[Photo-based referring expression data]
--*--

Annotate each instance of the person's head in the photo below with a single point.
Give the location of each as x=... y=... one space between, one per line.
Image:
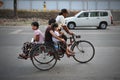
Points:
x=35 y=25
x=51 y=21
x=54 y=26
x=64 y=12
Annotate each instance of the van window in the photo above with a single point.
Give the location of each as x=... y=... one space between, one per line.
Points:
x=85 y=14
x=94 y=14
x=103 y=14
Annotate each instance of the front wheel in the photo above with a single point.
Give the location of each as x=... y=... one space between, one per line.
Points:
x=84 y=51
x=71 y=25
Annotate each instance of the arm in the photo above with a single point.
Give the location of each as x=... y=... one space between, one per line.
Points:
x=52 y=33
x=67 y=30
x=36 y=38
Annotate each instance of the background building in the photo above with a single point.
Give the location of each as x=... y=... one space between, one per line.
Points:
x=59 y=4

--*--

== Try it ==
All the lines above need to be repeated exactly, with no pictures carried over.

== Answer section ==
Annotate each instance of the person's head in the photo below with a single point.
Give the location of each as x=... y=... one space between, one per line.
Image:
Points:
x=35 y=25
x=51 y=21
x=54 y=26
x=64 y=12
Annotate each instance of the van window in the photo above with a single point.
Give the location of each as x=... y=... one space between, one per line.
Points:
x=85 y=14
x=94 y=14
x=103 y=14
Annotate each instance of the front wheel in the photo above with a single point.
Give the location of each as x=... y=... one space between, one per line.
Points:
x=84 y=51
x=71 y=25
Annotate each instance of the arm in the photo above with a single point.
Give the location of each as x=... y=... one space between, one per line.
Points:
x=52 y=33
x=67 y=30
x=36 y=38
Annotate each instance of the background building in the photo above with a single point.
Give the location of each as x=... y=... one space between, one per line.
Points:
x=59 y=4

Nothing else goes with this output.